GIVEN EXERCISE —
Output, word for word, every line from the line with "Consider the photo above. For each instance of the wooden" through the final line of the data below.

Pointing and labeling entries —
════════════════

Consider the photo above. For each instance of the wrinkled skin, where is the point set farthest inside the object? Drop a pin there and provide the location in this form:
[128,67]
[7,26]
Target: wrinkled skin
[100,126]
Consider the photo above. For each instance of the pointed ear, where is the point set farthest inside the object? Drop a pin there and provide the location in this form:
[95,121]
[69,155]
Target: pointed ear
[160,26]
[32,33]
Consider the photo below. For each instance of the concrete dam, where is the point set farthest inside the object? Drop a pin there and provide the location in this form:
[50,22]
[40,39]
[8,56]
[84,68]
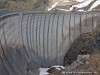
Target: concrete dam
[41,37]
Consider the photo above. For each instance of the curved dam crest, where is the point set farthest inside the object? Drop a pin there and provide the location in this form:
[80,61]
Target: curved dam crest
[41,37]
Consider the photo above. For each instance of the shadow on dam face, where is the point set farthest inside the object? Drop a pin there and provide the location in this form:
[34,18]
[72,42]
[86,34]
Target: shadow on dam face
[40,37]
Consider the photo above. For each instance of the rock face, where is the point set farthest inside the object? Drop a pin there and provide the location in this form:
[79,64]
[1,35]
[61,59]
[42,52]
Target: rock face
[84,65]
[15,62]
[87,43]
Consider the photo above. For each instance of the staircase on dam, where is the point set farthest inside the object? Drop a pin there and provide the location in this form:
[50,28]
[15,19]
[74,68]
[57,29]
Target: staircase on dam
[41,37]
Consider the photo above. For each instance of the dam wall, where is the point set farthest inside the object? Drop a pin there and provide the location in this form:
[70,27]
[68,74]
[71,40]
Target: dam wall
[41,37]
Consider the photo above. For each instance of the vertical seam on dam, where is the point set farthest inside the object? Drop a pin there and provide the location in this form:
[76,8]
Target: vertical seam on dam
[80,25]
[43,37]
[31,32]
[2,59]
[57,39]
[74,25]
[69,30]
[48,39]
[39,34]
[22,36]
[36,35]
[52,34]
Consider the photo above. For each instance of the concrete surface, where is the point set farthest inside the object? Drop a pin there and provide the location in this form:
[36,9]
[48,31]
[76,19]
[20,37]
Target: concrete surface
[40,37]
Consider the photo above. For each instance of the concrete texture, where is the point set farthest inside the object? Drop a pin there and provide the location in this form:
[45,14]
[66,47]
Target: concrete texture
[40,37]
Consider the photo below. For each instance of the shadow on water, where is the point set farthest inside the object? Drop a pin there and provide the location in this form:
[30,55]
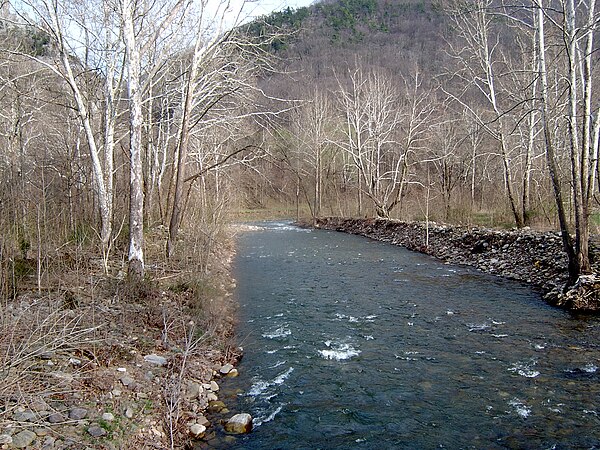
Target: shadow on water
[352,343]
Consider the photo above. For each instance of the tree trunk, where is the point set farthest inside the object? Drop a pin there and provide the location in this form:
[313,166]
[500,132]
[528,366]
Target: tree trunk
[136,192]
[573,267]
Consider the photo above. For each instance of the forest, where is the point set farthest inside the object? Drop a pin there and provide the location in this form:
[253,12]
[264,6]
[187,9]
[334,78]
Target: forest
[133,133]
[463,112]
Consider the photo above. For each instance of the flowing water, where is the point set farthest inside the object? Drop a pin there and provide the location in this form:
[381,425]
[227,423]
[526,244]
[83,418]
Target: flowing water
[353,343]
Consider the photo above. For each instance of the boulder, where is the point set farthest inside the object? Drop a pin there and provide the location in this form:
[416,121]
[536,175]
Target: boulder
[239,424]
[23,439]
[156,359]
[96,431]
[224,370]
[197,431]
[77,413]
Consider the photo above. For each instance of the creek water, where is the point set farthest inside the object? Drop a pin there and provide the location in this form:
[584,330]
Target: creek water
[353,343]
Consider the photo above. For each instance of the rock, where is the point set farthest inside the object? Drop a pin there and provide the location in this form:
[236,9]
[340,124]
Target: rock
[192,391]
[224,370]
[56,418]
[49,443]
[23,439]
[24,416]
[129,412]
[202,420]
[96,430]
[239,424]
[197,431]
[155,359]
[128,382]
[77,413]
[216,406]
[39,405]
[42,431]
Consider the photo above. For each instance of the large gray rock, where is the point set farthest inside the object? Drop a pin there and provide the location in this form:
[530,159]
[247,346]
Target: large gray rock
[239,424]
[197,431]
[56,418]
[23,439]
[77,413]
[96,430]
[156,359]
[224,370]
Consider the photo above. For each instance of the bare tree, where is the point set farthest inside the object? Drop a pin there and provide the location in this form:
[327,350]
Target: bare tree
[384,129]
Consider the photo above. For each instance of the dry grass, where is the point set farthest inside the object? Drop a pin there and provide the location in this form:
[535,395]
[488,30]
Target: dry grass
[61,344]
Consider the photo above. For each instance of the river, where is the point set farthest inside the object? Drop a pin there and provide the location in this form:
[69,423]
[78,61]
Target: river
[353,343]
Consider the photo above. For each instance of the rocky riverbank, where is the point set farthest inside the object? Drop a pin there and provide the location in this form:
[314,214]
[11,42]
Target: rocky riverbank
[100,363]
[525,255]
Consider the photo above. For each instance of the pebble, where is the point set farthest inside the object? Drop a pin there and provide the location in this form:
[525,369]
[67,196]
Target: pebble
[129,412]
[155,359]
[226,369]
[239,424]
[56,418]
[197,431]
[23,439]
[77,413]
[202,420]
[192,391]
[128,382]
[24,416]
[96,430]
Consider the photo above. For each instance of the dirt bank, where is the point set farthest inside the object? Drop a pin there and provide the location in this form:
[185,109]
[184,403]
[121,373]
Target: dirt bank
[525,255]
[96,362]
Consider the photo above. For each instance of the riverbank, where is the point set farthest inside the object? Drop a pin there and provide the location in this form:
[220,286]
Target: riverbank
[97,362]
[524,255]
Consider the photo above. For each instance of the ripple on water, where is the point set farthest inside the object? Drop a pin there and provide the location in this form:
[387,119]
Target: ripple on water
[520,408]
[280,332]
[339,351]
[525,369]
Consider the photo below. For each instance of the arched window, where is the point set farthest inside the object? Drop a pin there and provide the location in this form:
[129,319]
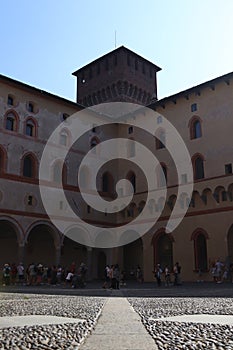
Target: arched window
[10,100]
[161,173]
[195,128]
[198,167]
[131,149]
[84,177]
[31,107]
[63,138]
[30,128]
[2,160]
[200,250]
[11,121]
[29,166]
[132,178]
[57,172]
[160,139]
[107,182]
[93,143]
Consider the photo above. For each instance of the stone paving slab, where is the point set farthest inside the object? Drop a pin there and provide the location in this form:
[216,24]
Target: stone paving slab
[119,327]
[35,320]
[203,318]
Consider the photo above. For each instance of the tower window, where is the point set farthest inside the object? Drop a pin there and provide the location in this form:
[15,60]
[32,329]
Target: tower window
[106,64]
[65,116]
[29,166]
[30,128]
[195,128]
[194,107]
[30,107]
[115,60]
[128,60]
[130,130]
[198,168]
[228,169]
[10,100]
[143,68]
[30,198]
[10,123]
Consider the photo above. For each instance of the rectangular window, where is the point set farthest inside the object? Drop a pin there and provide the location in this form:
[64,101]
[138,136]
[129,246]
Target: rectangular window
[10,101]
[29,130]
[130,130]
[228,169]
[10,124]
[184,179]
[98,68]
[30,107]
[194,107]
[143,68]
[30,200]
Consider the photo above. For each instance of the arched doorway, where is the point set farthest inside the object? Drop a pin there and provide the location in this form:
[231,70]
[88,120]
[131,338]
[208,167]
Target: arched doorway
[163,250]
[8,243]
[102,261]
[40,247]
[72,252]
[133,256]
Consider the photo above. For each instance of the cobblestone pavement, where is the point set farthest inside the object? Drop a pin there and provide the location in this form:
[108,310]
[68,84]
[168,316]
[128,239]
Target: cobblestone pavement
[186,335]
[170,335]
[53,336]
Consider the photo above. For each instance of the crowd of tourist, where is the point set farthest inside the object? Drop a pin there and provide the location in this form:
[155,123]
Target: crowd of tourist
[75,276]
[38,274]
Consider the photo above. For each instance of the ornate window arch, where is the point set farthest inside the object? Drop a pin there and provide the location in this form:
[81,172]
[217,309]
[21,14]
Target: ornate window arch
[132,178]
[198,166]
[107,182]
[59,172]
[11,120]
[29,165]
[30,127]
[160,139]
[161,173]
[195,127]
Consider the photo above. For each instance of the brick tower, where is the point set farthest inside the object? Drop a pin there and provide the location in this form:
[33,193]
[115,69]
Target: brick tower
[120,75]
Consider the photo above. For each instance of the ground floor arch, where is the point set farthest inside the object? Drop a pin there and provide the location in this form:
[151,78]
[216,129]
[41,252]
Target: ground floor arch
[9,242]
[163,249]
[72,252]
[132,257]
[230,244]
[41,245]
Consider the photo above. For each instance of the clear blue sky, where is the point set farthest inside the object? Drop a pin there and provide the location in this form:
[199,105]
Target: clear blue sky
[44,41]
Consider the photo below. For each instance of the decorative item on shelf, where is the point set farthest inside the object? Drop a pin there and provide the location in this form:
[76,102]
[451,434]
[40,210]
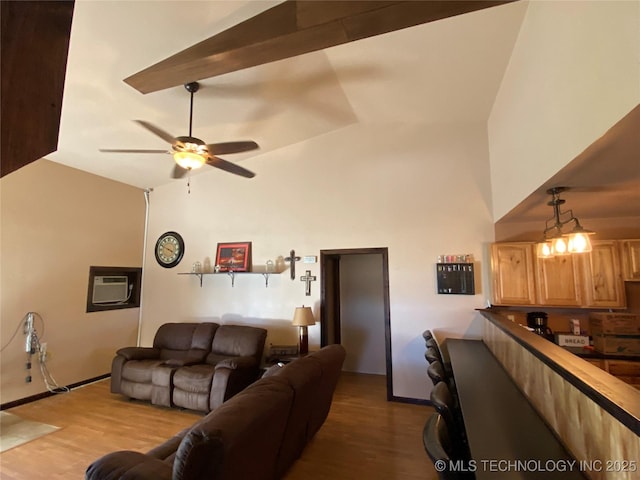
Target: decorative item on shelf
[466,258]
[308,278]
[556,242]
[303,318]
[234,257]
[292,259]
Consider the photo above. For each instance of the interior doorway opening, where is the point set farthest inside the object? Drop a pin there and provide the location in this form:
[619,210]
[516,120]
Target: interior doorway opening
[354,308]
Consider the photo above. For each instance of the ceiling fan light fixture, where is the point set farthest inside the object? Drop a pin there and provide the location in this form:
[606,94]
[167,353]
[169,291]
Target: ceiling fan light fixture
[189,160]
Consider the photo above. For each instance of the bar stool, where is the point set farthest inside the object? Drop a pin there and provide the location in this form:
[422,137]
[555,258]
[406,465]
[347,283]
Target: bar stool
[435,370]
[427,335]
[437,444]
[444,404]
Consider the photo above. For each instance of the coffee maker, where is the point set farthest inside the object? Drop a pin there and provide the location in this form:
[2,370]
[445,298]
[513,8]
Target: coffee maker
[538,322]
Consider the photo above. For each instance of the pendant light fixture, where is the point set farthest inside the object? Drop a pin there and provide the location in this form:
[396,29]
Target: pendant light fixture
[556,241]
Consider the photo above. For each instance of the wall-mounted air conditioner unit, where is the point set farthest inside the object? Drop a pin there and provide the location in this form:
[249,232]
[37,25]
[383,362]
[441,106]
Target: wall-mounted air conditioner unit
[110,289]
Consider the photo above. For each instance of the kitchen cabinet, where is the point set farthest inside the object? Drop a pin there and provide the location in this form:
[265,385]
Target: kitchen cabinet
[558,281]
[631,260]
[512,270]
[603,285]
[586,280]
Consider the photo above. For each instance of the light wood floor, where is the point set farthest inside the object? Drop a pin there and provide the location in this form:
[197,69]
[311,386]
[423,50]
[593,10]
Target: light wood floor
[364,436]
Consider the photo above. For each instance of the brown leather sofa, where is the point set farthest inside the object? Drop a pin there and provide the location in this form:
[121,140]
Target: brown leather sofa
[210,362]
[256,435]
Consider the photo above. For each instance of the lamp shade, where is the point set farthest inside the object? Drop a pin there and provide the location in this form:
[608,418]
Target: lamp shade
[303,317]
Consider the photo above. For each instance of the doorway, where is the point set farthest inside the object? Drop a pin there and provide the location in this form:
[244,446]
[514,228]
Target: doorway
[354,308]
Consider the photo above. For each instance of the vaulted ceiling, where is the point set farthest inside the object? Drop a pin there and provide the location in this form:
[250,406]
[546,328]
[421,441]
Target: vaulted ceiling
[447,70]
[420,73]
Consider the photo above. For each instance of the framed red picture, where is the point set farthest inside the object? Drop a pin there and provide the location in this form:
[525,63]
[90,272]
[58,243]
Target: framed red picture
[233,257]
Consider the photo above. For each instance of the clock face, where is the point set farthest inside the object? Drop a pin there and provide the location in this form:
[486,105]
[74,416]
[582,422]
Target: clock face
[169,249]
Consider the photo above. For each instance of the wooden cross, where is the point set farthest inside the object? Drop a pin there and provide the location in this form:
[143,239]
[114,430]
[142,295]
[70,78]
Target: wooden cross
[292,259]
[308,278]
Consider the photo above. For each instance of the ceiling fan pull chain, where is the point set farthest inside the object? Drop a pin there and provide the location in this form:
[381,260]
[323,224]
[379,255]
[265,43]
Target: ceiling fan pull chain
[191,114]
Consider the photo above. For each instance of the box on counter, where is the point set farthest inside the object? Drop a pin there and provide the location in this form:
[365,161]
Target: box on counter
[614,324]
[566,339]
[617,344]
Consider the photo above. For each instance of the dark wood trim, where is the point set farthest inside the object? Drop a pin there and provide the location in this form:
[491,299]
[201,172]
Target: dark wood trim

════════════════

TASK SOLUTION —
Consider the photo above. For each instance of the wooden cross, where is the point set farthest inside the object? Drop a pin there and provide the location in this form:
[143,239]
[114,430]
[142,295]
[70,78]
Target: wooden cross
[292,259]
[308,278]
Consider the photo above. For each instance of the ceiling fan pull chain, where is the point set farthest inside the object? Drop a pin there and provide the location in this form:
[381,260]
[323,224]
[379,255]
[265,43]
Target: ceiling fan pull chain
[191,114]
Consider the photo above. For each instance of the box on counter, where is the point set farthest inside the object? Drop a pin there and provide the location in this form:
[365,161]
Target: box on counter
[614,324]
[566,339]
[617,344]
Consider the photo above. For each instance of the dark wood trim, where is the point set farthest inside the object? Drop a pin there and provide the location in this form:
[491,299]
[201,172]
Target: dark wood trim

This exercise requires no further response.